WRITTEN INSTRUCTION 1: Translate this sentence from the island trip account below into Spanish: "They were great company, and extremely helpful."
WRITTEN INSTRUCTION 2: Reproduce the part of the island trip account below starting with "(Oh yeah, and" and going on through "and get taken.)".

SELECTED TEXT:
The couple who live on the island, Ron and Linda, were another of the really good parts. They were great company, and extremely helpful. Ron’s the “island manager,” paid part-time since the island’s not really going anywhere right now. No, their boat wasn’t running when we were there- they were fixing it, though. They went into town on the same boat we returned on, and they have a great relationship with the Audubon people on Half-Moon Caye, the next island over. So basically, the boat that gets to the island the most regularly is run by Richard, sorry don’t know more than just his name. He was Reeves’ dad, he does all the shuttling of the Audubon people, and we saw him twice for the week we were there: once mid-week, and when he picked us up and took us back to Belize City. There were also small fishing vessels there every day, as well as several sailboats and cruise ships anchored around the island.

Ron and Linda are actually putting the final touches on a guest house of their own; they showed it to us, and we’ll definitely be staying there when we go back to lighthouse reef. If anyone wants to go to this wonderful island, I recommend they stay with Ron & Linda instead; we’d be happy to give you their e-mail address, and I’m sure they’ll have a website ready to go soon. The building quality was much higher than at Calypso, the bed we saw was actually comfortable, and if you were the only person/group there, you’d have privacy because you’d be alone in the guesthouse, instead of feeling like your room and bathroom were wide open to the kitchen and living room (sound-wise, at least).

So I think that answers everybody’s questions and comments, if I missed anything let me know. Sorry it’s so long, I just had a lot to say. Thanks again for listening and being so concerned for us, everybody! We really do know it’s not all of Belize itself, and don’t hold it against them.

(Oh yeah, and my screen name, WeGotBelized - I know Cheryl’s not Belizean, but Belize offered the setting and opportunity for our rip-off: so yes, in spite of our best efforts, we did go to Belize and get taken.)

LISTED ENTRIES:
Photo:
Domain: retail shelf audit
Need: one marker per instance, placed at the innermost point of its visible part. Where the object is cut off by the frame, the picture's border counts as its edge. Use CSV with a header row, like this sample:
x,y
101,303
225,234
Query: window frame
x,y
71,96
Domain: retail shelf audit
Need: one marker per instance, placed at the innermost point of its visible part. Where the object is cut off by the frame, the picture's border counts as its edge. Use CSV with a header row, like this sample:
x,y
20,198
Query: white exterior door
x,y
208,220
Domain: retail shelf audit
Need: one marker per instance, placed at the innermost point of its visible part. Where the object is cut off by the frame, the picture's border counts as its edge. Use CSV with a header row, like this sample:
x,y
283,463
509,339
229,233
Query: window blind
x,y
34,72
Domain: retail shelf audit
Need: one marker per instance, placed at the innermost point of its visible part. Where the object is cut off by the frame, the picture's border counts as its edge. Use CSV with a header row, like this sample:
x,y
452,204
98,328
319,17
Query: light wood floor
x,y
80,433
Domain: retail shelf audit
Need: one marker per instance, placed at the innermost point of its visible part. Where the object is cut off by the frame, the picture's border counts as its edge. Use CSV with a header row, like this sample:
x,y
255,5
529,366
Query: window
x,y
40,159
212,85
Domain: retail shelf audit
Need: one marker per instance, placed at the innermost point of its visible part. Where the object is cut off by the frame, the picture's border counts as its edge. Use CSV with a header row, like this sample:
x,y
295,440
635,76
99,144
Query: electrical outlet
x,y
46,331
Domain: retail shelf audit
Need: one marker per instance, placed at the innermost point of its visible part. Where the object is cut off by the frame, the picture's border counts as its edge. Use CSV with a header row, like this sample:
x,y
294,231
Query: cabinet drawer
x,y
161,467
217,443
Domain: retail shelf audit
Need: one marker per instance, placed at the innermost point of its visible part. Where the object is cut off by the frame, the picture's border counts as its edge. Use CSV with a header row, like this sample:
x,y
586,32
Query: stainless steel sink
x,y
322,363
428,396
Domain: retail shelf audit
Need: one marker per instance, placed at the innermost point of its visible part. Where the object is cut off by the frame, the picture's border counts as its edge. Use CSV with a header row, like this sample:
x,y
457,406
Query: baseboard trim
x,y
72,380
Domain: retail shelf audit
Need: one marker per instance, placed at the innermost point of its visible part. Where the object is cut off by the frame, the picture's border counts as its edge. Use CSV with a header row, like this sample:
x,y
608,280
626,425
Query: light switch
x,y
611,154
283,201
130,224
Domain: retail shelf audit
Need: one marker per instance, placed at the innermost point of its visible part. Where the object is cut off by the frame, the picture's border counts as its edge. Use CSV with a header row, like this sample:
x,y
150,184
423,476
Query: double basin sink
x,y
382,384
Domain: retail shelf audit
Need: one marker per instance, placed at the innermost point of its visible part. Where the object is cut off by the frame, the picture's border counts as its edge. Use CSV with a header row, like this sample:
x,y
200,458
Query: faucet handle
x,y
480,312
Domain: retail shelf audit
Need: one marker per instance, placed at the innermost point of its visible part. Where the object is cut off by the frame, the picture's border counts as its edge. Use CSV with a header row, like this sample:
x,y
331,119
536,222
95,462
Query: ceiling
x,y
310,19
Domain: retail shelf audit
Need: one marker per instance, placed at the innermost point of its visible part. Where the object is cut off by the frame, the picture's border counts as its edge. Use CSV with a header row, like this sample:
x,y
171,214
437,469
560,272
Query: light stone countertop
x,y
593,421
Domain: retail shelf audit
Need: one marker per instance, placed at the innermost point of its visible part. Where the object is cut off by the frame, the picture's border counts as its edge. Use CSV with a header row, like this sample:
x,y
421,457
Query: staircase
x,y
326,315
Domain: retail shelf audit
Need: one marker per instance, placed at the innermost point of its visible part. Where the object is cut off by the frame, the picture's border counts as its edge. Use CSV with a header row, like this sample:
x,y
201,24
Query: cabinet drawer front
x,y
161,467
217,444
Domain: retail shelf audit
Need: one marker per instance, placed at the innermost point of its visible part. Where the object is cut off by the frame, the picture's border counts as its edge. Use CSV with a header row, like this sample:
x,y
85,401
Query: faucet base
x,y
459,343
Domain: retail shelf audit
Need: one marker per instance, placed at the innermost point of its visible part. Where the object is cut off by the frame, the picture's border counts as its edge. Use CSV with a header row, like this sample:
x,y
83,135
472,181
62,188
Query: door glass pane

RESPONSE 1: Fueron una compañía estupenda y extremadamente serviciales.

RESPONSE 2:
(Oh yeah, and my screen name, WeGotBelized - I know Cheryl’s not Belizean, but Belize offered the setting and opportunity for our rip-off: so yes, in spite of our best efforts, we did go to Belize and get taken.)